Stored data:

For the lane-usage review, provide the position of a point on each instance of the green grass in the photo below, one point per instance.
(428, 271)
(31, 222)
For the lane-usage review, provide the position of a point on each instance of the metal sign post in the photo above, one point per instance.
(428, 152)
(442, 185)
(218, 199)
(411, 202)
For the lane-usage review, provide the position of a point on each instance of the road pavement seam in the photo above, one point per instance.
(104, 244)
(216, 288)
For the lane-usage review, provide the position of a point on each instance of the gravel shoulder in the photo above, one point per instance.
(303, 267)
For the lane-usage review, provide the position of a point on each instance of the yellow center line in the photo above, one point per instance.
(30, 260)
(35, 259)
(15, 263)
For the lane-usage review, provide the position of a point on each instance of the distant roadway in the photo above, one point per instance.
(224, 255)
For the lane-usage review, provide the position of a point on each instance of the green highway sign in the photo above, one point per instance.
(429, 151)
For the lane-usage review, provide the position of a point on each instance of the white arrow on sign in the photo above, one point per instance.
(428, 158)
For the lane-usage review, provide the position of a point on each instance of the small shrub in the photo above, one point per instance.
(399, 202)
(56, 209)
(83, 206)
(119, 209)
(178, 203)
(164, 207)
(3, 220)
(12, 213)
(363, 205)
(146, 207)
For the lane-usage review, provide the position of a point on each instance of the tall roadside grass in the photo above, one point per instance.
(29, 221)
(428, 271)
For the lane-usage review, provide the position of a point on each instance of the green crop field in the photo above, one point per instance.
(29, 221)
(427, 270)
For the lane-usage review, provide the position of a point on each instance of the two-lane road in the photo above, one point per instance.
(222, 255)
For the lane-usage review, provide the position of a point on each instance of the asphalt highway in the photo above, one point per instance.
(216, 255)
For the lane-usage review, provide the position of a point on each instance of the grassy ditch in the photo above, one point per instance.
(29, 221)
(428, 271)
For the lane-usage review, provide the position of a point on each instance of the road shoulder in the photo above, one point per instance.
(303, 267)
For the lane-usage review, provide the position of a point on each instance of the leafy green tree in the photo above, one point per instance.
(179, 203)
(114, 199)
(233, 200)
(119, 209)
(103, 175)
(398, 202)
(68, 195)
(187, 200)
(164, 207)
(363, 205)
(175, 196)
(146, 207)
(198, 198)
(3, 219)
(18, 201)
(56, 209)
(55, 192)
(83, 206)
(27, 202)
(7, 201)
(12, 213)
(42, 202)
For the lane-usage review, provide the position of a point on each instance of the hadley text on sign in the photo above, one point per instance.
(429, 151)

**What you will do:**
Repeat every record, exactly as written.

**Written solution:**
For the lane-usage review, provide the position of a point on each instance of the green grass in the photo below, one point per instance.
(428, 271)
(31, 222)
For the lane-usage review, provide the position of a point on each instance of the metal sign post in the photo above, one point per instance.
(428, 152)
(442, 185)
(218, 199)
(411, 202)
For the lane-usage review, provide the position of a point on each instance of the road pavement seam in the photo above, one point per instance.
(104, 244)
(216, 288)
For the lane-usage review, provide the position of a point on each instance of the gravel shoulder in the photo above, one point per instance.
(303, 267)
For the lane-usage review, provide the position of a point on each instance of the yellow center line in the photo above, one point per instance.
(30, 260)
(35, 259)
(15, 263)
For the lane-usage review, provide the position of a point on each instance of the distant roadway in the photo above, one point per instance.
(224, 255)
For the lane-usage review, provide the position of a point on each instance of the green highway sign in the photo above, one point per instance.
(429, 151)
For the lane-usage review, provide the position of a point on each instance of the white arrow on sign in the photo above, one point per instance.
(428, 158)
For the lane-usage review, provide the position of a point on each instance of the small shrub in the photo above, one point per instance.
(399, 202)
(56, 209)
(83, 206)
(119, 209)
(178, 203)
(164, 207)
(3, 220)
(12, 213)
(363, 205)
(146, 207)
For the lane-usage review, provide the position of a point on each instance of the tall roadside grass in the photo above, one point per instance.
(29, 221)
(428, 271)
For the lane-usage review, provide the position of a point on each instance of the green crop field in the photo above, one point per instance.
(29, 221)
(427, 270)
For the lane-usage review, provide the position of a point on each instance of the two-lane road in the photo above, one point per instance.
(222, 255)
For the lane-usage review, provide the position of a point on each instance of the asphalt highway in the photo above, one point per instance.
(216, 255)
For the lane-usage review, provide the position of a point on each instance of the grassy ditch in the photo above, one point per instance.
(29, 221)
(428, 271)
For the lane-usage review, provide the position of a point on each instance of the road shoulder in the photo above, one point per instance.
(303, 267)
For the lane-usage review, provide the position of a point on each instance of the leafy green tree in the photo above, one point per instance.
(179, 203)
(114, 199)
(233, 200)
(119, 209)
(103, 175)
(398, 202)
(68, 195)
(187, 200)
(164, 207)
(363, 205)
(175, 196)
(146, 207)
(198, 198)
(3, 219)
(18, 201)
(56, 209)
(55, 192)
(83, 206)
(27, 202)
(7, 201)
(12, 213)
(42, 202)
For the lane-usage review, provide the position of a point on each instance of the hadley text on sign in the photo above, one point per instance.
(429, 151)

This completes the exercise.